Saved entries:
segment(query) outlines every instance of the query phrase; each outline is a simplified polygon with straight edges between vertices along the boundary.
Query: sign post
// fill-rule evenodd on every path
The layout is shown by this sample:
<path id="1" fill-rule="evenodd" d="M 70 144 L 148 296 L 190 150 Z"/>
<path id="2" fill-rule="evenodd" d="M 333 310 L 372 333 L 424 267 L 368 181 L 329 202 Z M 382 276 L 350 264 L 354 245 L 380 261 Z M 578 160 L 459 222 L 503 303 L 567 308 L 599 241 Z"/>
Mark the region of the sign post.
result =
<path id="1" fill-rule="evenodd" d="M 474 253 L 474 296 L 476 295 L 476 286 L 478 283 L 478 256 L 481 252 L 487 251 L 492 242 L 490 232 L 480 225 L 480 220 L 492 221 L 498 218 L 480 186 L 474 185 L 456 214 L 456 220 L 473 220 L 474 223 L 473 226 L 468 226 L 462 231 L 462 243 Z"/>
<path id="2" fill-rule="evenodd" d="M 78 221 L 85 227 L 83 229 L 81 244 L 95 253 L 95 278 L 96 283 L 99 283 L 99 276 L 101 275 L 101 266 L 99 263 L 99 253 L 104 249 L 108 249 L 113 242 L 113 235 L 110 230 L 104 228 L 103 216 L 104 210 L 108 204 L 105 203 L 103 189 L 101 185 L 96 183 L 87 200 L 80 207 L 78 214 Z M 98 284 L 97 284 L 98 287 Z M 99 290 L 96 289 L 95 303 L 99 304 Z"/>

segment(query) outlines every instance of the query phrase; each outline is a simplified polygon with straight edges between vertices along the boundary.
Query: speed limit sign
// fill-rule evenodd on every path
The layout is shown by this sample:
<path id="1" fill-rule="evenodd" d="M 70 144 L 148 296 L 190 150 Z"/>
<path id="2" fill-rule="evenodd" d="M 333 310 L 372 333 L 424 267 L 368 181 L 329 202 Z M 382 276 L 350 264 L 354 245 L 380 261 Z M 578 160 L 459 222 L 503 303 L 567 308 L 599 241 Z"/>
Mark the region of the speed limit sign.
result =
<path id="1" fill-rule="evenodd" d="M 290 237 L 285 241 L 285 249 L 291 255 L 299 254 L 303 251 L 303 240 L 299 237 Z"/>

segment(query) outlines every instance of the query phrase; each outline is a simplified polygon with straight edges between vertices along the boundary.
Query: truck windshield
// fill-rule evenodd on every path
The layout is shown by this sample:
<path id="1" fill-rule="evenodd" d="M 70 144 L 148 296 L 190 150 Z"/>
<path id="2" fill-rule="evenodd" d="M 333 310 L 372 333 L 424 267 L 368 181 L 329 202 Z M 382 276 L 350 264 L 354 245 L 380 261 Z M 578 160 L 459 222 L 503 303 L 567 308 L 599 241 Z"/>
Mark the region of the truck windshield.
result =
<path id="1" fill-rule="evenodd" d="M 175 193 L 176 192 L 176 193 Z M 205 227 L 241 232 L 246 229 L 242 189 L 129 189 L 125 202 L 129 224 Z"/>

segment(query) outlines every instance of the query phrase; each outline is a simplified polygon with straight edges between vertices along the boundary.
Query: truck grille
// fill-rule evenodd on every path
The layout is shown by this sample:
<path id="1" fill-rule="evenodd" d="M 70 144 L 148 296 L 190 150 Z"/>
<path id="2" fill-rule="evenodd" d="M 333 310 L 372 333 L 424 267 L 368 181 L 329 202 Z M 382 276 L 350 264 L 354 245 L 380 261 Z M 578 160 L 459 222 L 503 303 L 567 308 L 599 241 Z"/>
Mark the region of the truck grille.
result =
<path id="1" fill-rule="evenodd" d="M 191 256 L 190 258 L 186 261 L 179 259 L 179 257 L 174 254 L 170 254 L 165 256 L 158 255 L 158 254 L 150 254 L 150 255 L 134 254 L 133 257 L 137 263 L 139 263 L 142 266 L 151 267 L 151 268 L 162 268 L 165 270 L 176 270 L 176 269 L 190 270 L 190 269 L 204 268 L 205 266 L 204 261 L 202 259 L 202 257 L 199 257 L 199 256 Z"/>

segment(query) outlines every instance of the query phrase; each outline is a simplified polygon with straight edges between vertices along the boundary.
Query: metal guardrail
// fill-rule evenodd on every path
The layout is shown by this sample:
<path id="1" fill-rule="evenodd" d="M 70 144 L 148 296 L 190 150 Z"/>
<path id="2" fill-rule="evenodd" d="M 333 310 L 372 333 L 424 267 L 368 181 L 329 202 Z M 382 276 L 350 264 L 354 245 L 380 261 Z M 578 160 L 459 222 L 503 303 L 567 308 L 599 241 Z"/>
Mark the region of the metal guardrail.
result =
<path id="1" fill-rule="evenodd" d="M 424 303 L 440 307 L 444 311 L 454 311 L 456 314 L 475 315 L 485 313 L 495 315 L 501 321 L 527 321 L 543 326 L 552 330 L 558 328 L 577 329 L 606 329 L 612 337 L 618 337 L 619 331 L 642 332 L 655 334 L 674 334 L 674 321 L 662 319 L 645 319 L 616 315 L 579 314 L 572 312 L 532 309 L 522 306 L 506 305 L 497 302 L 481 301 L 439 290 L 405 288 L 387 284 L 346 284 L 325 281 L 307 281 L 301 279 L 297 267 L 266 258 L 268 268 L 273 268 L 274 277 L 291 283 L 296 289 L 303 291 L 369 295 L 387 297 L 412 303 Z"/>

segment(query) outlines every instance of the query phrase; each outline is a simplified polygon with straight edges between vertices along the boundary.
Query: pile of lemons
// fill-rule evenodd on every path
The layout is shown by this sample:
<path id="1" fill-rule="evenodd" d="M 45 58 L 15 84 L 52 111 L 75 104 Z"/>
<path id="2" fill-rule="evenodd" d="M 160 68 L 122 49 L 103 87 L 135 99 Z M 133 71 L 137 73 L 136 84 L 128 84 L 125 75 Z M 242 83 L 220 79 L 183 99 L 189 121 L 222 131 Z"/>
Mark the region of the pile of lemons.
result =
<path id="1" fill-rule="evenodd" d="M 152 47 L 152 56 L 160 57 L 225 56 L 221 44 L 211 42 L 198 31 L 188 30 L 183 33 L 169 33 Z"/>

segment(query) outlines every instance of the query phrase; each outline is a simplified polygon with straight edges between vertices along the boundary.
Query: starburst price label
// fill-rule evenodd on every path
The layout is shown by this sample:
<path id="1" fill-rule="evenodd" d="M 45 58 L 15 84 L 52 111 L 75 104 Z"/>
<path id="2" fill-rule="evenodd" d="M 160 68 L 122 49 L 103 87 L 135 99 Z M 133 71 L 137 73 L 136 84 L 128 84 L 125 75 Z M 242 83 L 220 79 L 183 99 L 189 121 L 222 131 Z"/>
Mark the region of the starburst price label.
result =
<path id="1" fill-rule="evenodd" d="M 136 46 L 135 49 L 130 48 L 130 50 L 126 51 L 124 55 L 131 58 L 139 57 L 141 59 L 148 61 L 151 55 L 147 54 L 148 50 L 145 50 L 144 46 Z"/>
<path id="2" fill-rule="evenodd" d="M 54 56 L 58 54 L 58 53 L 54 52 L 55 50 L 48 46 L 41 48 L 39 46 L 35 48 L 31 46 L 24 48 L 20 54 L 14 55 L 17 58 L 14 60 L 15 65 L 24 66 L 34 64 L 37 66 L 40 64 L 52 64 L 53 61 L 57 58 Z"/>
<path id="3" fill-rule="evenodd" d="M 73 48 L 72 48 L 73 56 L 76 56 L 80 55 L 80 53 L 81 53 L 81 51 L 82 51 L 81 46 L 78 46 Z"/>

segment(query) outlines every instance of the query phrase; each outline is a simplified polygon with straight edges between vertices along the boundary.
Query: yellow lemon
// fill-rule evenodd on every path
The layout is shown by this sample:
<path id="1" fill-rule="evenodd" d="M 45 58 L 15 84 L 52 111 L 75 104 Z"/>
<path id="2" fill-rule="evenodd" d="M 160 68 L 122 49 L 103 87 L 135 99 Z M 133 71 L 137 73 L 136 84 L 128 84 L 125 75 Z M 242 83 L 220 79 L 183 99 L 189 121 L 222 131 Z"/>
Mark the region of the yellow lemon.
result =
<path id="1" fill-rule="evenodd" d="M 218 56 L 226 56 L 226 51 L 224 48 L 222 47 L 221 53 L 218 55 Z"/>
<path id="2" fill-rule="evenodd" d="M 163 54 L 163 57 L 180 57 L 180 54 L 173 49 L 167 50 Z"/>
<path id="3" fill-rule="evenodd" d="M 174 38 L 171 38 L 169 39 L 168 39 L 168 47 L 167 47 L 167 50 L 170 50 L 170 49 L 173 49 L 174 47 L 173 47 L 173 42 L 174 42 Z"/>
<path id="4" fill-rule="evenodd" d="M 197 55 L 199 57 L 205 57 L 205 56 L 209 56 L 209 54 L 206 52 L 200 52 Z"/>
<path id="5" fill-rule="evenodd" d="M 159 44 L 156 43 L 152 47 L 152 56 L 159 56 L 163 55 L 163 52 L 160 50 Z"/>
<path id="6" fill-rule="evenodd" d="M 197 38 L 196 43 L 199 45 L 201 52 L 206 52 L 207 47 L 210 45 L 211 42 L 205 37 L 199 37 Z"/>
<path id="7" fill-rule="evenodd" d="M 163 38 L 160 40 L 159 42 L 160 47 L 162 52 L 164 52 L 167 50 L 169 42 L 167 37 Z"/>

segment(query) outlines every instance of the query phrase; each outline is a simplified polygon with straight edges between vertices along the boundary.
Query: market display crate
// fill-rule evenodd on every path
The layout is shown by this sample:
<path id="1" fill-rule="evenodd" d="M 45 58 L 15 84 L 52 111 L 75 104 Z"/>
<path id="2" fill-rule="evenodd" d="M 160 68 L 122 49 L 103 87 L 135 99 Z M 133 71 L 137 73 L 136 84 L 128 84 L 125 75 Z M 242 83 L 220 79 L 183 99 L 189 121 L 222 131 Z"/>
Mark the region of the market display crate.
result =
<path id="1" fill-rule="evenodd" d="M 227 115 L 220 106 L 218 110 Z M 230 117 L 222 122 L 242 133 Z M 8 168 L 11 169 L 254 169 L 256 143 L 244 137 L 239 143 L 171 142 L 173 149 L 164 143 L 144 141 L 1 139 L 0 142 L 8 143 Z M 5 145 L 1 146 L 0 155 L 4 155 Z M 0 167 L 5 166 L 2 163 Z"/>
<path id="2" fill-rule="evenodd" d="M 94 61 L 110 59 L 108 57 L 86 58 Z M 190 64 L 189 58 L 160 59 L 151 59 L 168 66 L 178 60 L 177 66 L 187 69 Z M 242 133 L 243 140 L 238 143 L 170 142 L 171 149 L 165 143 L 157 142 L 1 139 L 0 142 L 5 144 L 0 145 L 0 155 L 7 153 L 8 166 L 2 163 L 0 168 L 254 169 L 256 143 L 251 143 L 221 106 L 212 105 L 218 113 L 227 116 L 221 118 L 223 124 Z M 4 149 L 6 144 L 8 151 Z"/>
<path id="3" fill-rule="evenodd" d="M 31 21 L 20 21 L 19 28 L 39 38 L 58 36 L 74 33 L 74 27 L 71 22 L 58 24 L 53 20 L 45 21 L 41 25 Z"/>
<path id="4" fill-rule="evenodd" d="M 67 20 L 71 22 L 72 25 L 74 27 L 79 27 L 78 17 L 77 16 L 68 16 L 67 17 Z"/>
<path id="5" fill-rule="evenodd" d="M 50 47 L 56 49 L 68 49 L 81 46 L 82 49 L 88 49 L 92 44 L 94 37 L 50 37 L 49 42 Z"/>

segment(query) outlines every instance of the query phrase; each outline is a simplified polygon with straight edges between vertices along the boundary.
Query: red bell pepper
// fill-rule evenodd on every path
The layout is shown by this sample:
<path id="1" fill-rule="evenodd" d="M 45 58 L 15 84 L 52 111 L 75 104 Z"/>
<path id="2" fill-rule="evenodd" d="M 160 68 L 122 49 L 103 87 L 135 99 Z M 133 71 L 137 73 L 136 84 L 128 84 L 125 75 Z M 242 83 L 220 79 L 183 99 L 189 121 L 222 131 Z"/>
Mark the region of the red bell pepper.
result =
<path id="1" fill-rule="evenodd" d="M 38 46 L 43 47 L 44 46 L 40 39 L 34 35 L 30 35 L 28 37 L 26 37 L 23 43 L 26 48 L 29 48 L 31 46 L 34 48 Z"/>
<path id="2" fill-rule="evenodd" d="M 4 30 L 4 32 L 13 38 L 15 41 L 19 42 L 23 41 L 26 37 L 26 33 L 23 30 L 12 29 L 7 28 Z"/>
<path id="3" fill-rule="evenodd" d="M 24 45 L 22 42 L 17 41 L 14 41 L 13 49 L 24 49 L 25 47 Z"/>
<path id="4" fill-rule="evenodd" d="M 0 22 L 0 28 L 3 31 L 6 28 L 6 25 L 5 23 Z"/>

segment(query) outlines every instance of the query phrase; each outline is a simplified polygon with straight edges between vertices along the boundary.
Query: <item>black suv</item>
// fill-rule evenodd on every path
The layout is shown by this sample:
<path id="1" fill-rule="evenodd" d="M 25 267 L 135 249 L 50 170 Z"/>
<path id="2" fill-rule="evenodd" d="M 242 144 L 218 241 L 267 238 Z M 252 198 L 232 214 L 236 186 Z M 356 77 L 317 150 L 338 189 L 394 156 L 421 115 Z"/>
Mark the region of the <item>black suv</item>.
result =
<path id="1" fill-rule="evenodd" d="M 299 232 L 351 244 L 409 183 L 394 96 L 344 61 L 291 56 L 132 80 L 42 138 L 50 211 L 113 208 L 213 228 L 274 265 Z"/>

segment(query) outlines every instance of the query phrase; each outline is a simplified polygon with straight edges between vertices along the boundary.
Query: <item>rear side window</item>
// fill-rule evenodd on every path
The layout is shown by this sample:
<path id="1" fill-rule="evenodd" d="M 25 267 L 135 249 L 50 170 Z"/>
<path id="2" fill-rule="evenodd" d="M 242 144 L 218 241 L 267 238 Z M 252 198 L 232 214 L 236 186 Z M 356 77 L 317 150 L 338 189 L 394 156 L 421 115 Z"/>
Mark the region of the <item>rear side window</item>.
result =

REQUEST: Rewrite the data from the start up to and including the line with "78 221 L 85", changing "sign post" to "road sign" and leaving everything else unchanged. Give only those lines.

EXPECTED ANSWER:
segment(query) outlines every instance of the query phrase; each outline is a simplified polygon with straight edges between vertices along the boundary.
Query: road sign
// fill-rule evenodd on every path
The layout is shown by this sample:
<path id="1" fill-rule="evenodd" d="M 70 144 L 148 296 L 190 150 Z"/>
<path id="2" fill-rule="evenodd" d="M 333 310 L 372 333 L 424 267 L 368 181 L 329 202 Z M 382 276 L 350 264 L 354 245 L 380 261 Z M 578 160 L 459 222 L 503 303 L 567 308 L 599 241 Z"/>
Mark the region of the road sign.
result =
<path id="1" fill-rule="evenodd" d="M 474 253 L 474 296 L 476 295 L 476 286 L 478 283 L 478 256 L 481 252 L 487 251 L 492 242 L 490 232 L 480 225 L 480 220 L 492 221 L 498 218 L 480 186 L 474 185 L 456 214 L 456 220 L 473 220 L 474 223 L 473 226 L 468 226 L 462 231 L 462 243 Z"/>
<path id="2" fill-rule="evenodd" d="M 78 221 L 85 227 L 83 229 L 81 244 L 95 253 L 95 278 L 96 283 L 99 283 L 99 276 L 101 275 L 101 266 L 99 263 L 99 253 L 104 249 L 108 249 L 113 242 L 113 235 L 110 230 L 104 228 L 103 216 L 104 210 L 108 204 L 105 203 L 103 189 L 101 185 L 96 183 L 87 200 L 80 207 L 78 214 Z M 98 284 L 97 284 L 98 287 Z M 99 290 L 96 289 L 95 303 L 99 304 Z"/>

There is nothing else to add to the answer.